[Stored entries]
━━━━━━━━

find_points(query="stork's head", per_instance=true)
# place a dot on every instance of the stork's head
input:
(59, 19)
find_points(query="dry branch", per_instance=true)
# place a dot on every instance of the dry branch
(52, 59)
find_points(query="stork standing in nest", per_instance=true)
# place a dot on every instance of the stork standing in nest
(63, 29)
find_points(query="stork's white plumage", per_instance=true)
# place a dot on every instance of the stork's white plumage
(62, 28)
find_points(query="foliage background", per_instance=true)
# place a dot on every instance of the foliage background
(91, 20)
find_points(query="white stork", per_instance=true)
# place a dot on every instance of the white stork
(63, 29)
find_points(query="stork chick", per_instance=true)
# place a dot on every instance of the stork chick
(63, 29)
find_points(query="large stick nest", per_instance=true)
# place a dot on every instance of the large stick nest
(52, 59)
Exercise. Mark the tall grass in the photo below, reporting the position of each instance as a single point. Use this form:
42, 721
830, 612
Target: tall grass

━━━━━━━━

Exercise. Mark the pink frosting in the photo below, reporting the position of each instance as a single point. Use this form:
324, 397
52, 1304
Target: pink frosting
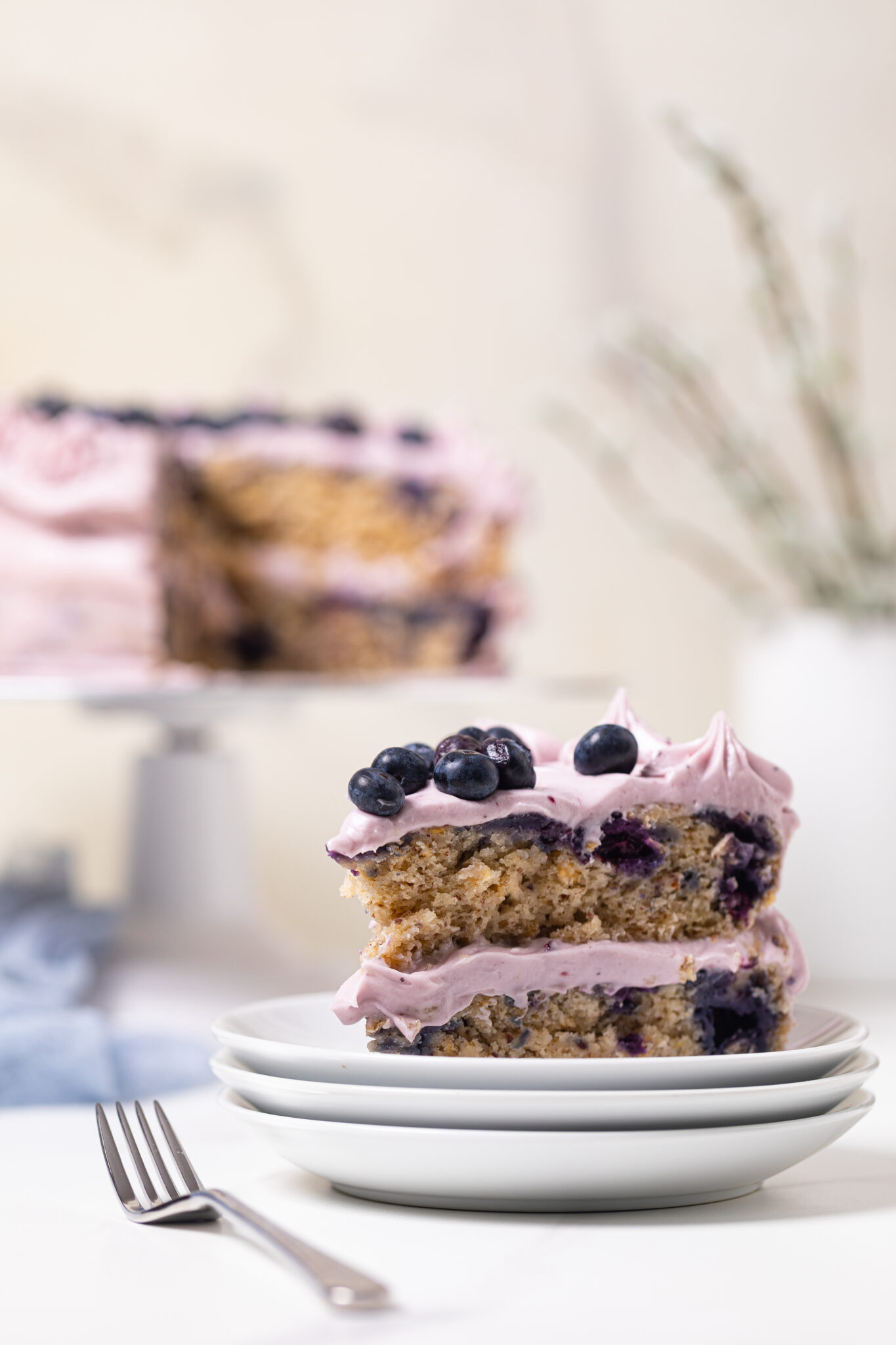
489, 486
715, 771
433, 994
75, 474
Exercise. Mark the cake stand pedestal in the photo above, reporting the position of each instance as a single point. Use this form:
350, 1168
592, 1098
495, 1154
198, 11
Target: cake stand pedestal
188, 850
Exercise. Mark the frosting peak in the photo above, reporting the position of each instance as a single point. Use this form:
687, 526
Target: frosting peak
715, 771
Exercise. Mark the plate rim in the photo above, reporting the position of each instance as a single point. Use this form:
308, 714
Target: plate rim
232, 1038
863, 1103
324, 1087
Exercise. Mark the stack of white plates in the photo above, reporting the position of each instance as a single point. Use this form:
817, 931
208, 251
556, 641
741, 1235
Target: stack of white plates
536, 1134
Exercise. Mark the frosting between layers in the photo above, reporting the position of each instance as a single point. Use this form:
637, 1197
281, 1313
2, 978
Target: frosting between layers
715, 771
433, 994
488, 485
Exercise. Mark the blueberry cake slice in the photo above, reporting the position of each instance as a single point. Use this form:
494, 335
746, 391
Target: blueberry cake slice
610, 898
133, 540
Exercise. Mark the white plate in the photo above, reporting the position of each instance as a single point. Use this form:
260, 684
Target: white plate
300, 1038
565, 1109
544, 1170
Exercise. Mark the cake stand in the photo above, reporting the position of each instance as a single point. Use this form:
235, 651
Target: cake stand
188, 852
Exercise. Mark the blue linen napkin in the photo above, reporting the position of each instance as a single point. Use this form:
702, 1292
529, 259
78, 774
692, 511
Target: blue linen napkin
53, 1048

━━━━━━━━

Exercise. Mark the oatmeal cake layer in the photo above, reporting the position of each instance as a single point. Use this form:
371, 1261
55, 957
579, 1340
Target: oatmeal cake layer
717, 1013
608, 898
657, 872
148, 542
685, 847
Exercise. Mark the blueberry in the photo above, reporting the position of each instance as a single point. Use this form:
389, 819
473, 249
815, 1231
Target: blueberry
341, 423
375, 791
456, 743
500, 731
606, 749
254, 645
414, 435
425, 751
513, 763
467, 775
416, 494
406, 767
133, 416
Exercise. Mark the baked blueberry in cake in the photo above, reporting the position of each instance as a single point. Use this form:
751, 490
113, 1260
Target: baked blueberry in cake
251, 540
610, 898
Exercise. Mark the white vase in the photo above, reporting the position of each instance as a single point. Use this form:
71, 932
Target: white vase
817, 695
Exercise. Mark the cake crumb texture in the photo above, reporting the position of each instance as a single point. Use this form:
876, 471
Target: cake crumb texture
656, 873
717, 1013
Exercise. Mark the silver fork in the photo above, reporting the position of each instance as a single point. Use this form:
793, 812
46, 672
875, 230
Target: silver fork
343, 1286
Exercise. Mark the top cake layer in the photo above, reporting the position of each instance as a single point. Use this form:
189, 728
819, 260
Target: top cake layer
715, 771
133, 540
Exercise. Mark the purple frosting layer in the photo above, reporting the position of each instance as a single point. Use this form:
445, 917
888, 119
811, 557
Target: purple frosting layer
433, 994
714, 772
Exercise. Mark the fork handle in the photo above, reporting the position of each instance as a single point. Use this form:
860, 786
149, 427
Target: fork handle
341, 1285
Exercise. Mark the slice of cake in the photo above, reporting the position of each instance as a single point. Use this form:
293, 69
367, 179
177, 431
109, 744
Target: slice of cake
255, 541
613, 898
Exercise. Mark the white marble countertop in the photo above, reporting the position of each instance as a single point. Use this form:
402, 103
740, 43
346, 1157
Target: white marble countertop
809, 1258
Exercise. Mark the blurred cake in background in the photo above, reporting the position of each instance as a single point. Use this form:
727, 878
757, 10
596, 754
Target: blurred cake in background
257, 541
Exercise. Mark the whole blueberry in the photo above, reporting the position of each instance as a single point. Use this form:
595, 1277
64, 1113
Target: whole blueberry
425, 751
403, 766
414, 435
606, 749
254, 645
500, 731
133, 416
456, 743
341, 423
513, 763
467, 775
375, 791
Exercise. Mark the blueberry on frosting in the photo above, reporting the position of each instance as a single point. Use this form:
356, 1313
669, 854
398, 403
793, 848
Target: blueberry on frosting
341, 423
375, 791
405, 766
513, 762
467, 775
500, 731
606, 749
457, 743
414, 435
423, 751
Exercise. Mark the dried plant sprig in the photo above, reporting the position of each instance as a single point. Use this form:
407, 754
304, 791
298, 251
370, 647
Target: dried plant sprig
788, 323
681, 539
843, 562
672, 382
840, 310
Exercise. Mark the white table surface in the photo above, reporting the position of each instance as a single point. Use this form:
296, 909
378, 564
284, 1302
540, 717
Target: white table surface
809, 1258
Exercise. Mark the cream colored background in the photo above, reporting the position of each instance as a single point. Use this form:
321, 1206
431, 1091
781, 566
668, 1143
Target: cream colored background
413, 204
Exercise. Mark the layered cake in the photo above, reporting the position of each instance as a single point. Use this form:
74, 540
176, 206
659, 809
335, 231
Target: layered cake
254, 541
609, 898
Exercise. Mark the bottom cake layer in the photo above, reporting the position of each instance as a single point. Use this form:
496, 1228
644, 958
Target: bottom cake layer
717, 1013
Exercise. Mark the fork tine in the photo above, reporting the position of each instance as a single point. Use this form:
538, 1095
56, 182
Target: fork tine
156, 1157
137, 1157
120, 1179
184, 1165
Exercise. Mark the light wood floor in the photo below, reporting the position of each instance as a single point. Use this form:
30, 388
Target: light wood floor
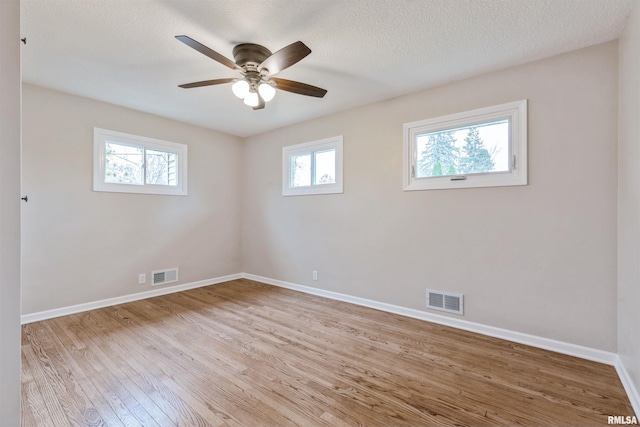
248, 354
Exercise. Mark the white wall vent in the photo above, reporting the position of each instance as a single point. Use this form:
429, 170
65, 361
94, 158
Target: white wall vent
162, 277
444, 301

━━━━━━━━

### What you are asked to do
When a line in the records above contains the word "true", copy it.

### Your response
find_points(query="stork's head", per_instance=true)
find_points(query="dry branch", per_instance=true)
find_points(query="stork standing in nest", per_instance=true)
find_points(query="stork's white plumage", per_instance=true)
find_points(query="foliage background", per_instance=true)
find_points(query="white stork", per_instance=true)
find_points(query="stork chick", per_instance=true)
find_points(query="large stick nest", per_instance=true)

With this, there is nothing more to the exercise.